=== Aim of the exercise ===
Please write out the rows again from the start through the line containing "MULTIPOLYGON (((245 66, 252", including the requests. Scale every coordinate in the answers by 0.85 and round to whole numbers, with halves going up.

=== Dataset rows ===
# # # # # # #
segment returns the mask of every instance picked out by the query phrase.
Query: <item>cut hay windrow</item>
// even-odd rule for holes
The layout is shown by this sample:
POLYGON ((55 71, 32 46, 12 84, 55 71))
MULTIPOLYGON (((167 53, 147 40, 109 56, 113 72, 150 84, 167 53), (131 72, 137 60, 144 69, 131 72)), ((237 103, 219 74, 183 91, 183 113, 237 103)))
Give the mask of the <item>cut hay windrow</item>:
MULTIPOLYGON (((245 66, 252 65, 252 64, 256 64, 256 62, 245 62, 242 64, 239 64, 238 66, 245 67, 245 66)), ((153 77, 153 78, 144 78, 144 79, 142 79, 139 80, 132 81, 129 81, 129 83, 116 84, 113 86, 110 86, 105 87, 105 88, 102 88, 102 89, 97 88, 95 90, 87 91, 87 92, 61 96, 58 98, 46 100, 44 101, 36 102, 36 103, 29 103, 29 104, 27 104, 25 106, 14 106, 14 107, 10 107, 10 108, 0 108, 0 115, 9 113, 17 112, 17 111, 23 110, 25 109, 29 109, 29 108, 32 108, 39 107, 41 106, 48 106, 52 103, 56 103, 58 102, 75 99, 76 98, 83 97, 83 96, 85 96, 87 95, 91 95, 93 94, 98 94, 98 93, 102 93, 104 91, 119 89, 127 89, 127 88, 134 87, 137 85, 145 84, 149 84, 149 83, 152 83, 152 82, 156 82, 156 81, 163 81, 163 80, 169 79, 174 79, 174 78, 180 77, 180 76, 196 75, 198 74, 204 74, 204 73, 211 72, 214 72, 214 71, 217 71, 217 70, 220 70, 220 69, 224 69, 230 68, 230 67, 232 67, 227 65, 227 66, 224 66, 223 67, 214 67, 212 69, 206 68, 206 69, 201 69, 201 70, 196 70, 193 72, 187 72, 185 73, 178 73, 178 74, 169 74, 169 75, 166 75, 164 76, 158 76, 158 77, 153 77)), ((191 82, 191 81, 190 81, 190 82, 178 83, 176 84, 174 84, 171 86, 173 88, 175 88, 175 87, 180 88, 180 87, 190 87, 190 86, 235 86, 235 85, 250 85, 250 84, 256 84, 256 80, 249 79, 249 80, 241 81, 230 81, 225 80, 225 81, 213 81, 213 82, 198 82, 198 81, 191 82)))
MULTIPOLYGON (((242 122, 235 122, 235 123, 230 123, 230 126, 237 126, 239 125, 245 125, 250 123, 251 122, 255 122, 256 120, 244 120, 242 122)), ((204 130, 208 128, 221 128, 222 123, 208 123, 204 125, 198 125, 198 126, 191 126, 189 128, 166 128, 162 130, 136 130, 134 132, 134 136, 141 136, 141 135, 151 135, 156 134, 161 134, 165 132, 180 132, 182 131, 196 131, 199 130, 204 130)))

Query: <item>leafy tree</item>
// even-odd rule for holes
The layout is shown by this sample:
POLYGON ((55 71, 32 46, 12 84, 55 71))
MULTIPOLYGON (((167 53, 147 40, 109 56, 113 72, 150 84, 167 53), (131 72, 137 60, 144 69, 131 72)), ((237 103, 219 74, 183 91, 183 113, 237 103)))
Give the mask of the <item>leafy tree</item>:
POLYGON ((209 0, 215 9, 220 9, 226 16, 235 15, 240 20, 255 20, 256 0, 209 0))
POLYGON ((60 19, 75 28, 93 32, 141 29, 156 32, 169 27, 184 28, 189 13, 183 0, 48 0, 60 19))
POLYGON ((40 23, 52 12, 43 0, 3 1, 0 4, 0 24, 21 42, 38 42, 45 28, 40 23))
# # # # # # #
=== Full solution ===
segment returns the mask of every instance picked out by the query phrase.
Query: <item>cut hay windrow</item>
// even-odd rule for holes
The layout is shown by this sample:
POLYGON ((55 71, 32 46, 12 84, 55 71))
MULTIPOLYGON (((167 53, 147 40, 109 56, 113 72, 150 84, 167 53), (131 72, 137 60, 144 69, 131 72)), ((237 103, 219 74, 183 91, 183 113, 237 103)))
Give the mask of the <item>cut hay windrow</item>:
MULTIPOLYGON (((208 56, 214 55, 214 54, 218 54, 218 53, 208 53, 206 54, 203 54, 202 56, 208 57, 208 56)), ((130 65, 130 66, 122 66, 122 67, 121 67, 118 68, 112 69, 110 69, 110 71, 99 71, 96 73, 94 73, 89 74, 89 75, 87 75, 87 76, 82 75, 81 77, 74 77, 74 78, 52 82, 49 83, 39 85, 37 86, 31 87, 31 88, 25 88, 25 88, 23 88, 21 90, 12 90, 12 91, 9 91, 9 92, 0 92, 0 98, 8 96, 14 95, 14 94, 20 94, 21 93, 25 93, 25 92, 27 92, 33 91, 35 90, 41 90, 44 88, 48 88, 49 87, 64 84, 65 83, 71 82, 71 82, 72 82, 74 81, 77 81, 79 80, 83 80, 83 79, 87 79, 88 77, 101 76, 108 76, 108 75, 114 74, 116 72, 123 71, 127 71, 127 71, 129 71, 129 70, 133 70, 133 69, 139 69, 139 68, 144 67, 148 67, 148 66, 153 65, 153 65, 167 64, 168 63, 173 63, 173 62, 179 61, 182 61, 182 60, 184 60, 184 60, 187 60, 187 59, 190 59, 196 58, 196 57, 197 57, 193 55, 193 56, 190 56, 190 57, 182 57, 180 59, 175 58, 175 59, 171 59, 171 60, 167 60, 164 61, 159 61, 157 62, 151 62, 151 63, 144 63, 144 64, 141 64, 139 65, 134 65, 134 65, 130 65)), ((162 70, 162 69, 162 69, 162 70, 151 71, 150 71, 148 71, 145 73, 147 75, 149 75, 149 74, 153 75, 153 74, 162 74, 162 73, 200 73, 200 72, 213 72, 213 71, 218 71, 218 68, 212 67, 212 68, 205 69, 196 69, 191 68, 191 69, 181 69, 181 70, 168 70, 168 69, 162 70)))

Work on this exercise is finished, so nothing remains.